:: PROBLEM REQUIREMENTS ::
Reproduce every line of the entries below word for word, leaving out the pictures.

-------- EXERCISE DATA

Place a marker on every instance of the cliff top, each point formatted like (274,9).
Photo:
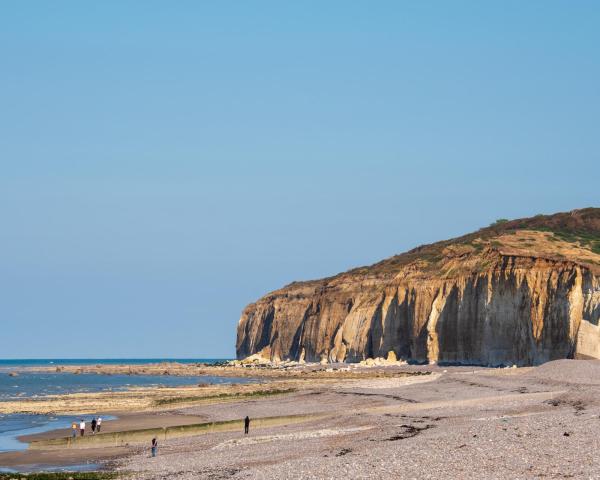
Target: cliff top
(567,236)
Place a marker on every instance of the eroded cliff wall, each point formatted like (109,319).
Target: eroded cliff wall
(500,309)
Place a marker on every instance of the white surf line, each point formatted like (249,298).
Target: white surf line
(326,432)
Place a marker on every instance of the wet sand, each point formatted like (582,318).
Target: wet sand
(457,422)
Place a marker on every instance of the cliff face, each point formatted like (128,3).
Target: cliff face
(522,292)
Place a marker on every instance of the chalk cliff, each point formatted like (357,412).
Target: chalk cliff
(523,291)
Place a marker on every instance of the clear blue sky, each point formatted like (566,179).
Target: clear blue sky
(163,164)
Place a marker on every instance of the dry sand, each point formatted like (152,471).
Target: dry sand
(459,422)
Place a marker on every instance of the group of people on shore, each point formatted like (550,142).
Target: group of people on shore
(96,425)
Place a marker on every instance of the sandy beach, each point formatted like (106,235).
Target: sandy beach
(445,422)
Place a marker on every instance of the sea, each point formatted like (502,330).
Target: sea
(28,383)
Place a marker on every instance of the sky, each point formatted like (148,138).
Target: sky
(163,164)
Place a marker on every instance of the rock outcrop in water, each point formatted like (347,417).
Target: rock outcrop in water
(518,292)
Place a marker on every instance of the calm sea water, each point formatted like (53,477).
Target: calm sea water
(31,384)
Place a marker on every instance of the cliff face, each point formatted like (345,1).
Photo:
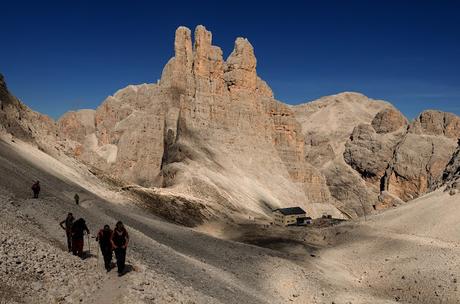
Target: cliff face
(211,135)
(18,121)
(407,160)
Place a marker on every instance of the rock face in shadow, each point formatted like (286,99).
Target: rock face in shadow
(211,135)
(18,121)
(209,130)
(407,160)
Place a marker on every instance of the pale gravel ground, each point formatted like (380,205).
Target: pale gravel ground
(406,255)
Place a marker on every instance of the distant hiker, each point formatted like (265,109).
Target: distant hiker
(104,237)
(36,189)
(120,240)
(78,230)
(67,226)
(77,199)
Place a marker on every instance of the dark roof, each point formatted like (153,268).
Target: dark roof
(291,210)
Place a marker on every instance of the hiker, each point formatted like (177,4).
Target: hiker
(67,226)
(78,230)
(104,237)
(36,189)
(120,240)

----------------

:: COMPLETED TASK ::
Place a marker on every instance of the cliff top, each point formatted like (274,9).
Photo:
Target: cliff top
(567,236)
Place a marker on every instance of the eroded cliff wall, each point formatted like (109,319).
Target: eroded cliff wall
(500,309)
Place a marker on every instance of the white surf line, each point formatted like (249,298).
Target: white surf line
(326,432)
Place a marker on every instance of the wet sand, each point formatted like (582,318).
Target: wet sand
(457,422)
Place a marker on every instance of the cliff face, each point formatted like (128,3).
Target: cliff face
(522,292)
Place a marker on every instance of the chalk cliff, each point formatted like (357,412).
Target: chalk cliff
(523,291)
Place a marker on every instance of the clear blue sky, each point formatted like (566,179).
Target: clear blue sky
(163,164)
Place a marker on every instance of the dry sand, each point formatted like (152,471).
Target: dry sand
(459,422)
Place a marker on every instance of the group of people on shore, each point formatted like (550,142).
Target: group of people on shore
(96,425)
Place a marker on every instance of the sandy beach, each point formatted like (106,235).
Target: sandy beach
(445,422)
Place a marker on every instance of the sea, each point formatted like (502,330).
Target: sea
(28,383)
Place a marker on every instance of the sky, each point formatted like (148,138).
Target: sky
(163,164)
Place a marker on every instance of the rock outcrop in water, each point formatted like (347,417).
Target: rock outcrop in water
(518,292)
Place a marker on every instance of the calm sea water, each point formatted like (53,477).
Target: calm sea water
(31,384)
Place a marker on every instance of the cliff face, each point formatted like (345,1).
Photo:
Target: cliff face
(211,135)
(18,121)
(407,160)
Place a marker on every instance of the rock face in shadow, each point formatted like (286,99).
Target: rock face in shadow
(211,135)
(18,121)
(209,130)
(407,160)
Place a marker on every instance of the pale gravel ground, each point formatted like (380,205).
Target: pale gravel ground
(406,255)
Place a marker on every instance of the distant hiker, each point formatted like (265,109).
Target: distant hiker
(104,237)
(36,189)
(120,240)
(78,230)
(67,226)
(77,199)
Place a marker on every instance of the dark roof, each point formatted like (153,268).
Target: dark roof
(291,210)
Place a marker on every instance of the hiker, each point formatted like (177,4).
Target: hiker
(67,226)
(78,230)
(104,237)
(36,189)
(120,240)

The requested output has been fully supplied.